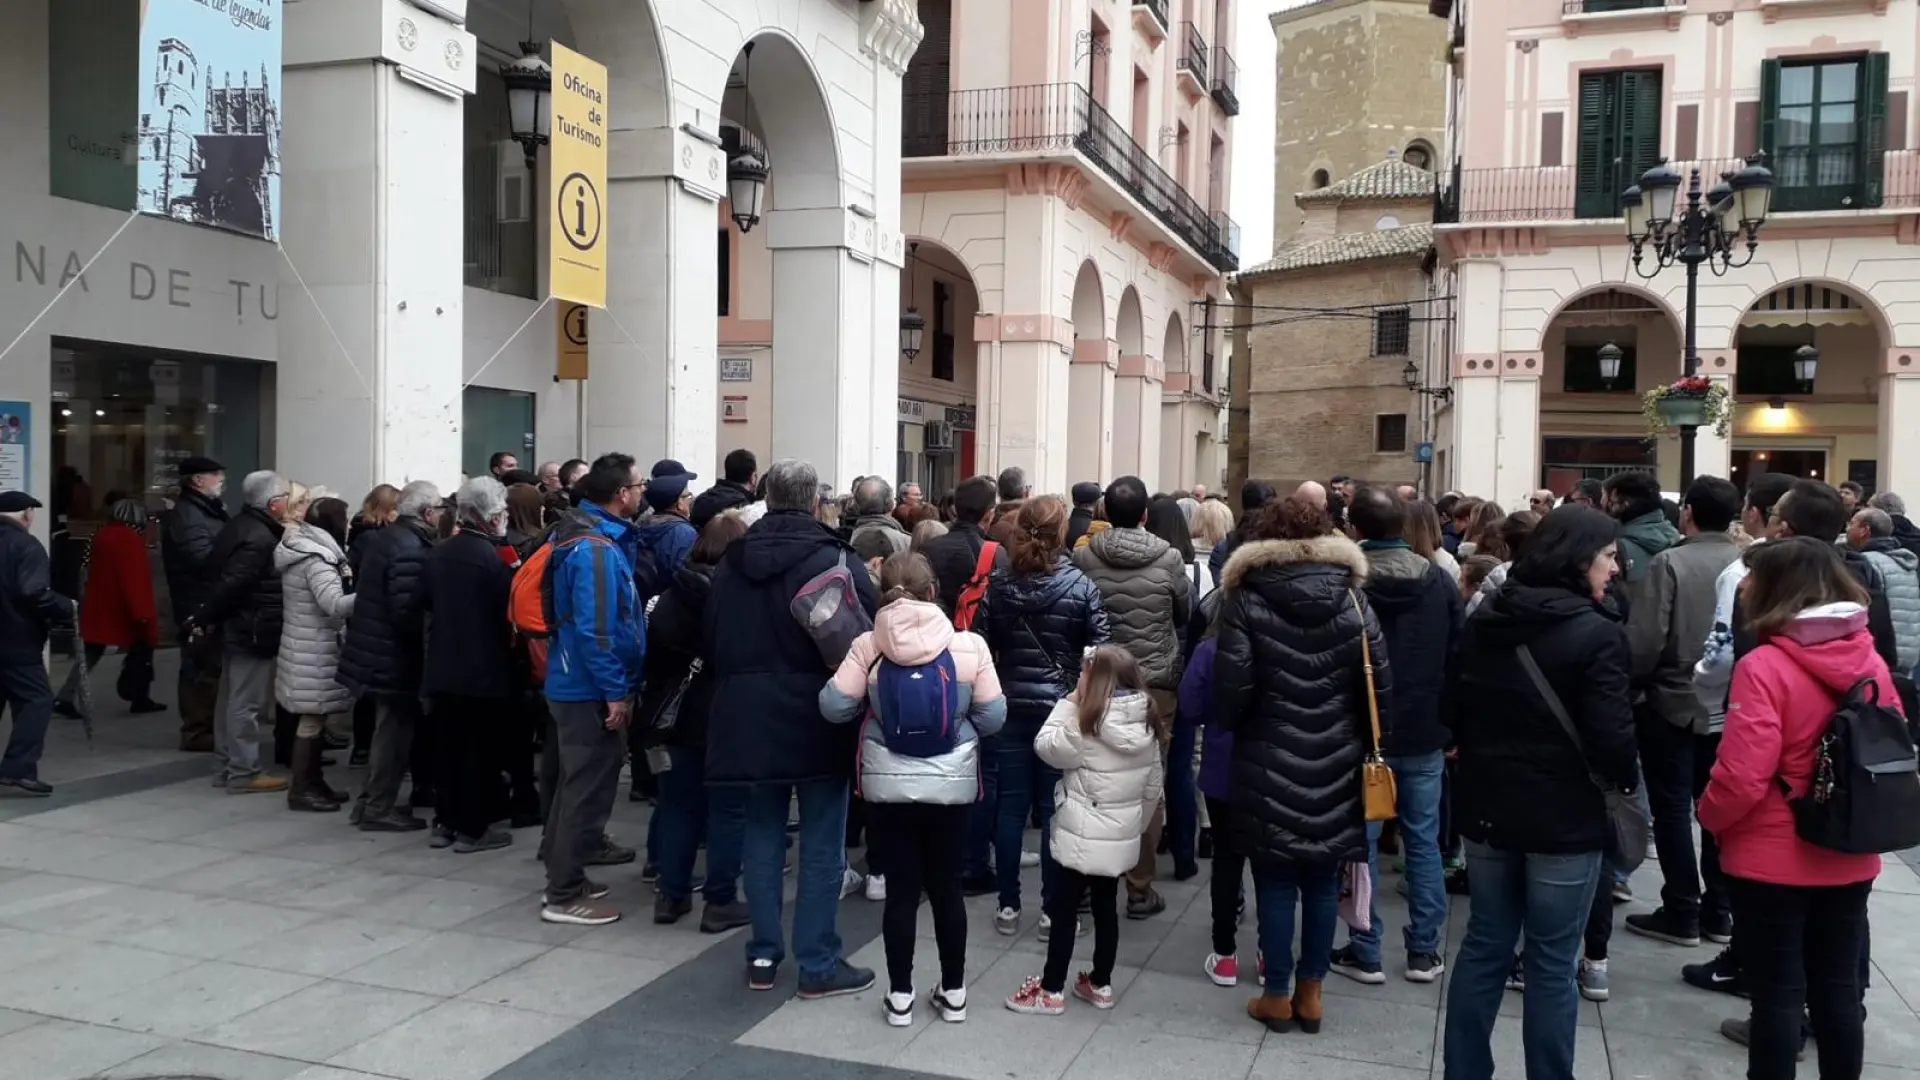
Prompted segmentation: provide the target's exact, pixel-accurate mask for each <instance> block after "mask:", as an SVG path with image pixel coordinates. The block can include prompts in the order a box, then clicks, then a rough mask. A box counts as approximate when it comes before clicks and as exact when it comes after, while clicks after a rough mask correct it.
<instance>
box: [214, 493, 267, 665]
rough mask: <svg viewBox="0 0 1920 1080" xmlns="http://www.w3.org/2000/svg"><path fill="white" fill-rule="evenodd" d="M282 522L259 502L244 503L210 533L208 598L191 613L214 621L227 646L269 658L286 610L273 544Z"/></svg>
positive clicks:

### WHAT TO PRODUCE
The lines in the entries above that carry the word "rough" must be copied.

### SOLVED EXERCISE
Prompted segmentation: provide the target's exact, pixel-accurate mask for each <instance> block after "mask:", as an SVG path with image pixel coordinates. The block can include prompts in the order a box, then clicks, then a rough mask. A box counts as approximate when it comes before clicks and as exact when it comes after, while clicks after a rough mask correct it.
rough mask: <svg viewBox="0 0 1920 1080" xmlns="http://www.w3.org/2000/svg"><path fill="white" fill-rule="evenodd" d="M282 522L259 502L244 503L210 533L208 598L191 613L214 621L227 646L269 658L286 610L273 544Z"/></svg>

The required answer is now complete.